Your goal -> Will you write out the data exactly, excluding every picture?
═════ Record list ═════
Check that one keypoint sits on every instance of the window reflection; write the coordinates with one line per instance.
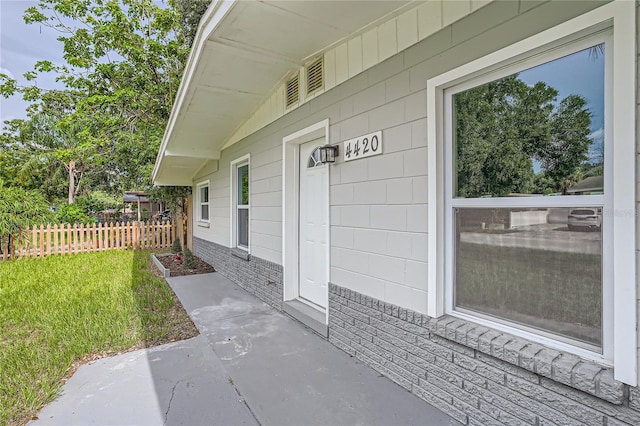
(539, 267)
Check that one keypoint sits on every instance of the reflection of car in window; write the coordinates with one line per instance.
(584, 219)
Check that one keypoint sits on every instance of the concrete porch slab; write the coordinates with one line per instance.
(286, 373)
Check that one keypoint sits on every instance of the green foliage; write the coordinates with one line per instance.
(123, 64)
(189, 260)
(19, 210)
(176, 247)
(73, 213)
(59, 309)
(502, 126)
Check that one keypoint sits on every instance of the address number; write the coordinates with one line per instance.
(362, 146)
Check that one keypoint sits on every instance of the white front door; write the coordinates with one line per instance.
(312, 243)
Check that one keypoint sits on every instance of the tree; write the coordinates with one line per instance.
(175, 197)
(48, 141)
(123, 64)
(501, 127)
(19, 210)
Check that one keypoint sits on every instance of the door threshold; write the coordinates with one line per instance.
(313, 317)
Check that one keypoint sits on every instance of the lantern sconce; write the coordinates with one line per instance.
(328, 154)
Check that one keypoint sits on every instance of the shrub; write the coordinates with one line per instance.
(189, 260)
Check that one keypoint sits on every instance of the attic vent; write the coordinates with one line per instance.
(293, 90)
(315, 75)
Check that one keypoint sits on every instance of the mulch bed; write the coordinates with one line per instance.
(177, 268)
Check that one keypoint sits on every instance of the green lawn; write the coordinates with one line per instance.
(61, 309)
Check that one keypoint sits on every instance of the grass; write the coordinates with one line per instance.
(58, 311)
(563, 291)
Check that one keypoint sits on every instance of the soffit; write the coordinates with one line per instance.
(238, 62)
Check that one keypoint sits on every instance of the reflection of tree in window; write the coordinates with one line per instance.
(505, 129)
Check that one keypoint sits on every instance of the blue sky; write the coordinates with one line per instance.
(21, 46)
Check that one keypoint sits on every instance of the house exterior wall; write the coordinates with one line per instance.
(378, 227)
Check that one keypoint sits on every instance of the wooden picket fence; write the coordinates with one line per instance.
(78, 238)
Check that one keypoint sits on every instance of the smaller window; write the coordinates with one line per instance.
(203, 201)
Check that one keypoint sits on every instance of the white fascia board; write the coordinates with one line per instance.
(214, 15)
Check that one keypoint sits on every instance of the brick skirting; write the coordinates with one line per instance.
(475, 374)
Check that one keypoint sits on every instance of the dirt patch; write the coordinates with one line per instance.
(176, 266)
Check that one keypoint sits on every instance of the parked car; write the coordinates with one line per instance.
(163, 215)
(585, 219)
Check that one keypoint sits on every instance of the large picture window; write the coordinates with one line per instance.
(202, 197)
(527, 156)
(240, 203)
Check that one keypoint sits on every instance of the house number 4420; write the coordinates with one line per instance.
(362, 146)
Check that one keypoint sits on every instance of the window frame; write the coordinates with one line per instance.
(619, 255)
(235, 206)
(200, 203)
(603, 201)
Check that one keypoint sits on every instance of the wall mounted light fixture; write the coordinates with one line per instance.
(328, 154)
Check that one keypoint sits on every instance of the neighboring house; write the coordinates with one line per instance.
(403, 252)
(138, 203)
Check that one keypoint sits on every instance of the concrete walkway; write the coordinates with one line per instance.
(250, 365)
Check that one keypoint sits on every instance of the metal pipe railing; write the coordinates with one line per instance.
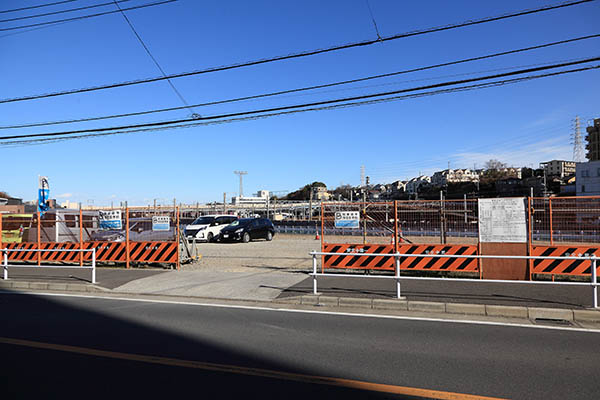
(6, 251)
(593, 263)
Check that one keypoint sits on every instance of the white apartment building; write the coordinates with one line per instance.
(262, 197)
(443, 178)
(587, 181)
(413, 185)
(558, 168)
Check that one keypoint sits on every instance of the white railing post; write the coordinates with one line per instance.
(94, 265)
(314, 273)
(594, 281)
(398, 292)
(5, 263)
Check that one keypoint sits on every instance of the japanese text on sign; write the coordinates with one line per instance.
(161, 222)
(502, 220)
(347, 219)
(110, 219)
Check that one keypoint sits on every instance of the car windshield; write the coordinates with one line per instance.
(241, 222)
(203, 221)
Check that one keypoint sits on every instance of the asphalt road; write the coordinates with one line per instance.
(133, 348)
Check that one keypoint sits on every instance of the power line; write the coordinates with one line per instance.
(154, 59)
(373, 19)
(296, 90)
(289, 112)
(38, 6)
(296, 55)
(89, 16)
(61, 11)
(312, 104)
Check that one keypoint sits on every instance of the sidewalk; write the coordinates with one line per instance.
(294, 287)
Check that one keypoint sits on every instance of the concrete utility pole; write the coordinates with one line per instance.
═════
Answer ->
Check that one keypoint sits on every instance of the window reflection; write the coordinates with one line per instance.
(539, 267)
Check that one keypoint sits on every instance of the reflection of car in window; write the coordinates with one line per instance.
(584, 219)
Check that one keypoint sits on every instance of the concrete porch slab; write the coordinates with one line per instance.
(286, 373)
Check that one keypoint sits on every instance of the green foliage; write the coordinates with one line per instance.
(123, 64)
(189, 260)
(19, 210)
(176, 247)
(73, 213)
(59, 309)
(502, 126)
Check that one keypoint sits on every instance of the address number; write the coordinates with one line per instance.
(362, 146)
Check that one keypoint sits on every instance of the white front door; write the coordinates with one line per instance.
(312, 243)
Check that one keypoint sits on every instance of the tree; write the coordinates with one line per instance.
(175, 197)
(48, 141)
(123, 64)
(501, 127)
(19, 210)
Check that one keypoint sits on every instance of the door threshold; write the coordinates with one line per instance.
(313, 317)
Check that one keypoint sits on every instance of the lantern sconce; write the coordinates with one line per instance.
(328, 154)
Check that one keypoint sits on every instance of the shrub; write the coordinates with one line per instance.
(189, 260)
Check that one keypoint sits on every instance of the attic vent; write the coordinates with one line per instance.
(293, 90)
(315, 75)
Check that one keypoint sits on every instance of the mulch bed; write the coordinates with one line per instance.
(177, 268)
Check that one keypoint sits on every instance of the green lawn; write the coordinates with one line per instance.
(61, 309)
Check that one keypoint sits on every instance of the grass; write the coordinates with one line per instance.
(58, 311)
(563, 291)
Check that one keypoint sits on every instance of the soffit; write the coordinates with one line per instance.
(238, 62)
Check that one keypoint sits on every instance of the reflection of tree in window; write the coordinates with one line per instance.
(505, 129)
Check that one keypoint sits on every instance of the blue sky; write the coordinates with one line per instance.
(21, 46)
Check that one keypoint sits on every instance of the house exterior wall; write the coordinates with one line per instance.
(378, 227)
Check that one keypoint sits on every instance of the wooden picket fence; write the coordinates with one line per instance.
(78, 238)
Check that one keypoint sits on every instance of the smaller window; write the coordinates with one line per instance.
(203, 201)
Check that one keypoint sits on every instance of the white fascia board; write the coordinates with one line per instance.
(214, 15)
Check that one keypoint sits on every instance of the brick skirting; write the coordinates with one line per instance.
(475, 374)
Check that one keypoint sits on every instance of the dirt patch; write the coordinates with one line per instance.
(176, 266)
Check that one keypoint sits on every instance of the parked car; write the coordinates with one line per instance.
(163, 215)
(585, 219)
Check that one keypoint sits on every instance of the large picture window; write the coordinates with one line per instance.
(202, 197)
(527, 156)
(240, 203)
Check that one keypoint sits on every instance of the house number 4420; write the coordinates with one line per instance.
(362, 146)
Check that one keypoint sits on every instance of the window frame; write the coordinates with one line per instance.
(619, 255)
(235, 206)
(200, 203)
(603, 201)
Check that one keypoint sits on every instance of the wall mounted light fixture; write the coordinates with one line per instance.
(328, 154)
Check that one keypoint sits on every instance of the neighboring house; write the coordinates with one line per instance.
(403, 252)
(138, 203)
Check that one keypoint sits on every instance of the concrete walkway; write the coordinates with one line per instance.
(250, 365)
Check that one keypoint sits on every instance of the metal pipe railing; write the coordinates with one line per instance.
(6, 251)
(593, 263)
Check that one keypoint sits on every instance of the white apartment building; write the coordinates with one line per instance.
(262, 197)
(443, 178)
(587, 181)
(413, 185)
(558, 168)
Check that one keypoint sits on every instance of the white railing post; write the coordinates with one line per instance.
(94, 265)
(314, 273)
(594, 281)
(398, 292)
(5, 263)
Check that one keypoint sits on every instance of the japanese text on sign; write the coordinates with one line per instance.
(161, 222)
(502, 220)
(347, 219)
(110, 219)
Check that one keypoint sits on every instance of the car windshield; write the coordinates with one line per instance.
(241, 222)
(203, 221)
Check that one keypoint sits on every instance of the asphalt road; write the coordinates with one line per instance.
(133, 348)
Check that one keypoint sits on every instance of the power line; write the coordinates with one line per instance.
(154, 59)
(373, 19)
(296, 90)
(289, 112)
(38, 6)
(296, 55)
(89, 16)
(61, 11)
(312, 104)
Check that one keypoint sits on every instance of the sidewalk; write the coordinates with one line per instance.
(294, 287)
Check that one keypoint sits on every instance of the concrete utility pole; write the coordinates with one line per instance.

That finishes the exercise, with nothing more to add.